WHAT TO PRODUCE>
Answer these questions from the solver documentation excerpt:
1. What example value does the excerpt give for the final score?
2. Which WASM function does the "requiredSkill" constraint use as its filter?
3. What penalty does the "requiredSkill" constraint apply?

SUPPLIED PASSAGE>

········

SolveResponse Fields

FieldTypeDescription
scoreStringFinal score (e.g., "0hard/-5soft")
solutionStringJSON solution with assignments
statsOption<SolverStats>Performance statistics

Complete Example

use base64::{engine::general_purpose::STANDARD as BASE64, Engine as _};
use indexmap::IndexMap;
use reqwest::blocking::Client;
use solverforge_core::{
    DomainObjectDto, ListAccessorDto, SolveRequest, SolveResponse,
    StreamComponent, TerminationConfig, WasmFunction
};
use solverforge_service::{EmbeddedService, ServiceConfig};
use std::time::Duration;

// Start the solver service
let service = EmbeddedService::start(ServiceConfig::new())?;

// Build domain DTO from model
let domain = model.to_dto();

// Build constraints
let mut constraints = IndexMap::new();
constraints.insert("requiredSkill".to_string(), vec![
    StreamComponent::for_each("Shift"),
    StreamComponent::filter(WasmFunction::new("skillMismatch")),
    StreamComponent::penalize("1hard/0soft"),
]);

// Encode WASM
let wasm_base64 = BASE64.encode(&wasm_bytes);

// Build list accessor
let list_accessor = ListAccessorDto::new(
    "newList", "getItem", "setItem", "size",
    "append", "insert", "remove", "dealloc"

········

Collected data
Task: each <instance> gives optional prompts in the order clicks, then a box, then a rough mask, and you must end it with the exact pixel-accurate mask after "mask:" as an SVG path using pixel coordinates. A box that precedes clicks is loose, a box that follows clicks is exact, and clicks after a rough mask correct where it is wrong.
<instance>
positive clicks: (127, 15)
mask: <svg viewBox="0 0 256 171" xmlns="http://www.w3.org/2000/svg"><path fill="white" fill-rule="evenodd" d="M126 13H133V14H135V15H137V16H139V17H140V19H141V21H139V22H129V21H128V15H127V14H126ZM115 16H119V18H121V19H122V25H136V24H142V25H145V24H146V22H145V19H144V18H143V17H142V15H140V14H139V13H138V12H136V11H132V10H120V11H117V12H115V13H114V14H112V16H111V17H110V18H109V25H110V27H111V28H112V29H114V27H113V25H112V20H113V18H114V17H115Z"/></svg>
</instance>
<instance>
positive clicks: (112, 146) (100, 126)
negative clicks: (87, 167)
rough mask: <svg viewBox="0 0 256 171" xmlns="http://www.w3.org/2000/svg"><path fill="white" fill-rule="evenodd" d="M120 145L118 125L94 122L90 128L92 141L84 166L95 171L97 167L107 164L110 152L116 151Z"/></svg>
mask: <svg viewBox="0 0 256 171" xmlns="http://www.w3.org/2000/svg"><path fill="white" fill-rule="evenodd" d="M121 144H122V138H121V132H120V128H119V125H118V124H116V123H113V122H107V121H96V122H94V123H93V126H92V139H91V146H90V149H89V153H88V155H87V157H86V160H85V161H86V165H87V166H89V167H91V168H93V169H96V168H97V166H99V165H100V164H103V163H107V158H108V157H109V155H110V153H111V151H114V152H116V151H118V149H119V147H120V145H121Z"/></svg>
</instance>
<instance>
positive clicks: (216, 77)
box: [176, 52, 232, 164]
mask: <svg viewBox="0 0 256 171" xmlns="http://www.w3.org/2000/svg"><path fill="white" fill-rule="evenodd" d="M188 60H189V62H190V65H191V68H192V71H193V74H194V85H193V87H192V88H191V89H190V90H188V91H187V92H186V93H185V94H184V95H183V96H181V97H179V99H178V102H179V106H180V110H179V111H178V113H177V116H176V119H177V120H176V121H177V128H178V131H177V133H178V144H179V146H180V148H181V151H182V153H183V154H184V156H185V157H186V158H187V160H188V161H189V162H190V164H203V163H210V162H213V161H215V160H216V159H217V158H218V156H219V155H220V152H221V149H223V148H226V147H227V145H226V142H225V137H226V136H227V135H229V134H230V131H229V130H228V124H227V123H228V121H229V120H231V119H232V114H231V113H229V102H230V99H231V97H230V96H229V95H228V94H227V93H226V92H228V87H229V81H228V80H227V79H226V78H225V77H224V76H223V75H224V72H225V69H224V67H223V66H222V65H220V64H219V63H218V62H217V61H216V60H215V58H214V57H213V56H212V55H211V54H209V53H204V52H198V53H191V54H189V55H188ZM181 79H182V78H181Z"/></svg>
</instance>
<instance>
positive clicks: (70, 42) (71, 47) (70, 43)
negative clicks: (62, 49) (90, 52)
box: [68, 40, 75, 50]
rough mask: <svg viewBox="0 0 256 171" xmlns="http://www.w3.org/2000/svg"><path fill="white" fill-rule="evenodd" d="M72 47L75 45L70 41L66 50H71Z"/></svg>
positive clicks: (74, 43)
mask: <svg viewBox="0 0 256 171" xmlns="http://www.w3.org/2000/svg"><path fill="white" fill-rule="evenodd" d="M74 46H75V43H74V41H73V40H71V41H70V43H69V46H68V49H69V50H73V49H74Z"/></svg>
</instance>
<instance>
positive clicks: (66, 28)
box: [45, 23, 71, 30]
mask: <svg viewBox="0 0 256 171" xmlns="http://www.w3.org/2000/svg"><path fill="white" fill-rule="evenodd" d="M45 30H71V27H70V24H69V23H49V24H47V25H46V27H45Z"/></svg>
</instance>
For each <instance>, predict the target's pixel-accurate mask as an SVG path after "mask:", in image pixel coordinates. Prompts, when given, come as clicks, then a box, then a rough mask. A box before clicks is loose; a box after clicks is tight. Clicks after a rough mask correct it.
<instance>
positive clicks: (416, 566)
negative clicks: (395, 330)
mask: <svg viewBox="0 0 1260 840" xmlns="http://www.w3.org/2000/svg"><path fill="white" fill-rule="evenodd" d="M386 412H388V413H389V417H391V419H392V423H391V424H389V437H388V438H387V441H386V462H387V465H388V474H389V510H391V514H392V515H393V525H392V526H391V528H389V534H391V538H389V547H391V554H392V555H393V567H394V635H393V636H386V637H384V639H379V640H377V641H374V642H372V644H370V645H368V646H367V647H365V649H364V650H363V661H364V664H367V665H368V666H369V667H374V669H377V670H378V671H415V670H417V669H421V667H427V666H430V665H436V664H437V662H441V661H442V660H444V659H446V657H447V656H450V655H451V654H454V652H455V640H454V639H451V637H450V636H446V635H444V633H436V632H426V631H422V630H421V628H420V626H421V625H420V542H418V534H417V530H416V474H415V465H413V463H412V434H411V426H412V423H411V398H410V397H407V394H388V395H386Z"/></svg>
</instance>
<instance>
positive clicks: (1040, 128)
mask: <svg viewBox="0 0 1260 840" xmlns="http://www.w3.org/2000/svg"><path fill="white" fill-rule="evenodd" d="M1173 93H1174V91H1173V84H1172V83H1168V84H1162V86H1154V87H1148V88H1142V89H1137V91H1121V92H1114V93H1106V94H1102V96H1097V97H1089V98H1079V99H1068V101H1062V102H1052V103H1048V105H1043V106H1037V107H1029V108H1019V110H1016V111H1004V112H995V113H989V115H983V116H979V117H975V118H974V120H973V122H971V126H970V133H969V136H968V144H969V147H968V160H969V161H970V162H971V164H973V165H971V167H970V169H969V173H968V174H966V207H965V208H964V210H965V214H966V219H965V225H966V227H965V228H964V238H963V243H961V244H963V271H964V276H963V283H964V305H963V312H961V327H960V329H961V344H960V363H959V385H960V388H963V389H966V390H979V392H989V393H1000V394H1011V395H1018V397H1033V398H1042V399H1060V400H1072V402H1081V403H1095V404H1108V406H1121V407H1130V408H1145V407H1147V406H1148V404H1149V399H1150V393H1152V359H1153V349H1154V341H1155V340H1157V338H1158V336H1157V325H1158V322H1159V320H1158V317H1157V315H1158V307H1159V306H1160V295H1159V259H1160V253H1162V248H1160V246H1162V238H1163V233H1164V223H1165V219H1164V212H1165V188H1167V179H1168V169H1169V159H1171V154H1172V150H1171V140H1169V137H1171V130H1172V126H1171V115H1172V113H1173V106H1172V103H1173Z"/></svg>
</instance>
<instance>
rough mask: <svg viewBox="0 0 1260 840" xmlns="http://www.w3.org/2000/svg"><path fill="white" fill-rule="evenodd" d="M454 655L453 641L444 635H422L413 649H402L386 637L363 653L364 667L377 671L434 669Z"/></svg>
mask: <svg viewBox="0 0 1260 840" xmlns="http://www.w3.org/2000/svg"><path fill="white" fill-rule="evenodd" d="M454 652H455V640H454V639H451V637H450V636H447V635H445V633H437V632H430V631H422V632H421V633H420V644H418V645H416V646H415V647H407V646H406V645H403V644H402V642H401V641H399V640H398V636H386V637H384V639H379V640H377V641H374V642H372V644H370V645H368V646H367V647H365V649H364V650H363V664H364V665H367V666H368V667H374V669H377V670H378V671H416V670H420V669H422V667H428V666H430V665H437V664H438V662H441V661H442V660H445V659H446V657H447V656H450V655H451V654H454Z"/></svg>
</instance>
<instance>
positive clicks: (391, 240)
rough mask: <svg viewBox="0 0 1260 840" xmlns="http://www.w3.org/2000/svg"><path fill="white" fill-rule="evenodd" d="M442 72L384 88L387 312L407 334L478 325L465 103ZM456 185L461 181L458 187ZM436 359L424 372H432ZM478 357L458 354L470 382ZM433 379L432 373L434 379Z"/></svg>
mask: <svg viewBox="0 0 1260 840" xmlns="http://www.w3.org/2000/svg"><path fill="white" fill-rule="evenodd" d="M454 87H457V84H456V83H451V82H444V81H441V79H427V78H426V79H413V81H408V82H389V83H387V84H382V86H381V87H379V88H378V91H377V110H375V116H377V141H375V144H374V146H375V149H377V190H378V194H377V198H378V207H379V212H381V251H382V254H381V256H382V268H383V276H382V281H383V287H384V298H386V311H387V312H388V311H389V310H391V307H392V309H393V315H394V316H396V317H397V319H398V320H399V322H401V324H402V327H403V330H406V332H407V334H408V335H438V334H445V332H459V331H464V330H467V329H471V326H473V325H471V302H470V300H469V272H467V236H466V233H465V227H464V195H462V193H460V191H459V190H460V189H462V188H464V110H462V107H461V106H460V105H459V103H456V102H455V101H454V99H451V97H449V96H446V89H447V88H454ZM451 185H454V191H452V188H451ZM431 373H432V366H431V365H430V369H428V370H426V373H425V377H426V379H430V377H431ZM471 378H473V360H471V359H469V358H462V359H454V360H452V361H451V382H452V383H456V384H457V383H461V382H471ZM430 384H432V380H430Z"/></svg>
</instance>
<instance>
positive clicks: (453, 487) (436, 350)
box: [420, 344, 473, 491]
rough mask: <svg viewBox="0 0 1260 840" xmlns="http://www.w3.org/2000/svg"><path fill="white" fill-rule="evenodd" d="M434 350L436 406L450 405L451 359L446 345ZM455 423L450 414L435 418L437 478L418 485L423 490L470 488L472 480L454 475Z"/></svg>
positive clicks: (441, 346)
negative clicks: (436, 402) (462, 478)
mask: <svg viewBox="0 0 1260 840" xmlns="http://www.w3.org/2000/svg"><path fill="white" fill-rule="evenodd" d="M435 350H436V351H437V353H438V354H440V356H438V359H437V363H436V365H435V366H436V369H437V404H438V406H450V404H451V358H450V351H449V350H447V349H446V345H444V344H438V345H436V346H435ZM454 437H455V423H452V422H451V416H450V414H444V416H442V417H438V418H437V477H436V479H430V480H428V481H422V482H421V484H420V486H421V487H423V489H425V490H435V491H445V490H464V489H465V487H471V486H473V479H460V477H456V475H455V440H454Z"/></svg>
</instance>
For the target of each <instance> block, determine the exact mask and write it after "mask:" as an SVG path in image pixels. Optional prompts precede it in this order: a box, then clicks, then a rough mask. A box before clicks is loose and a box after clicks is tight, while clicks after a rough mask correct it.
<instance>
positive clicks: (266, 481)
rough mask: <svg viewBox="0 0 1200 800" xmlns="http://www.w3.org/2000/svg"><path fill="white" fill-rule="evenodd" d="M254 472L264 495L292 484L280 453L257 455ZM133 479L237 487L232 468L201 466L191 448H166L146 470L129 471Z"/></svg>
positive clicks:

········

SOLUTION TO THIS PROBLEM>
1. "0hard/-5soft"
2. "skillMismatch"
3. "1hard/0soft"